# Text provided
⁂

11 July 2018

The reckless nihilism of the hard Brexit fringe

By

If you can make sense of the Brexit rebels’ reaction to the approach agreed by the cabinet at Chequers last week then, frankly, you’re doing pretty well. David Davis and Boris Johnson signed up to the prime minister’s proposals before they unsigned up to them.

Their resignations have been accompanied by the departure of lesser lights, some of whom might struggle to be household names in their own household. Perhaps this weakens the government. But perhaps it’s also like removing a series of malignant tumours from its body. 

More resignations are threatened. The prime minister must be brought to her senses and Brexit must mean full-throttled Brexit. This all seems rather akin to the kidnappers in a hostage drama deciding to execute themselves, one by one, until such time as their demands are met. I do not say this cannot work but it does not seem a persuasive strategy. 

But what alternatives are there? There is no majority in the House of Commons for the kind of Brexit the ultras want. Since they cannot win there they must win somewhere else. If that means destroying the Conservative party then so be it. Brexit über alles. The prime minister must be brought to her senses and if that cannot be done without breaking her then so be it. 

Hence, the bullish talk of daily resignations until such time as Theresa May appreciates that no deal really is better than a bad deal. If no deal comes with no transition period then that is the way this cookie will have to crumble. Tough medicine for the British economy, perhaps, but no one ever got anywhere useful or valuable without incurring some casualties along the way. 

The eye-popping monomania that characterises hardcore Brexiteers is nowhere better displayed than in the pages of the Daily Telegraph, According to which, many of its readers think the prime minister is “guilty of treason”. Rather than dismiss this as the demented ravings of the green-ink brigade, the newspaper suggests “politicians would be wise to listen up”. Nothing good, I assure you, will come from this. 

The Daily Mail, meanwhile, enthusiastically greets the outbreak of “guerrilla war” (though embarrassingly they spell it “guerilla” on their front page). And sure enough, Jacob Rees-Mogg’s ERG group have started to lay down amendments of their own, threatening the government’s ability to go about its business. With the parliamentary arithmetic as it is, you only need a section, far less a platoon, of troublemakers to make the government’s life miserable.

⁂

# Work request
Change "lesser lights" to "minor figures" in the Brexit commentary. Then write out its part that opens with the words containing "Their resignations have" and closes with "from its body.". The rows below come from a different source than this commentary.

⁂

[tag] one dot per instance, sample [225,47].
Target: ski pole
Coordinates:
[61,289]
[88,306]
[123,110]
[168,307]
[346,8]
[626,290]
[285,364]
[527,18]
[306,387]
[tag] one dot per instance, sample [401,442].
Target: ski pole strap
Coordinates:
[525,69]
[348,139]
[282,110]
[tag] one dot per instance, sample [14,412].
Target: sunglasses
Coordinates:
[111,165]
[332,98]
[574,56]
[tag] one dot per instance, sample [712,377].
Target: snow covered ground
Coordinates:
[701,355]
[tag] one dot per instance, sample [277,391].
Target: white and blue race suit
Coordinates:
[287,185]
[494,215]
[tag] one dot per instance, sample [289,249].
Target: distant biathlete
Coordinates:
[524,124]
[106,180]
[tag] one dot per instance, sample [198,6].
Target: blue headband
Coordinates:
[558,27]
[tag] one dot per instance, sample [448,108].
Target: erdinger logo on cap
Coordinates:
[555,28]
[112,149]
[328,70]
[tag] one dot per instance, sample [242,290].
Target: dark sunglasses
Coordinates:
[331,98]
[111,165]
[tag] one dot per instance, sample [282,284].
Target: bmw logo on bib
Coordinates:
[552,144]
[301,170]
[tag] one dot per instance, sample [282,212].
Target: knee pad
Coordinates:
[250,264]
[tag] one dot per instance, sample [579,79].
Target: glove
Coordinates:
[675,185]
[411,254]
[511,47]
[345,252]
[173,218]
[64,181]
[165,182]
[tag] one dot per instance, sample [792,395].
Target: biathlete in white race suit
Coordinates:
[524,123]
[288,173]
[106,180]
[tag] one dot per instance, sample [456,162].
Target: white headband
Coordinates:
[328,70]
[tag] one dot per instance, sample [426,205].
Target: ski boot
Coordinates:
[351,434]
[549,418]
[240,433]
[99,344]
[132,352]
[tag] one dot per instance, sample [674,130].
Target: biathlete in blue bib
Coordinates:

⁂

# Final answer
Their resignations have been accompanied by the departure of minor figures, some of whom might struggle to be household names in their own household. Perhaps this weakens the government. But perhaps it’s also like removing a series of malignant tumours from its body.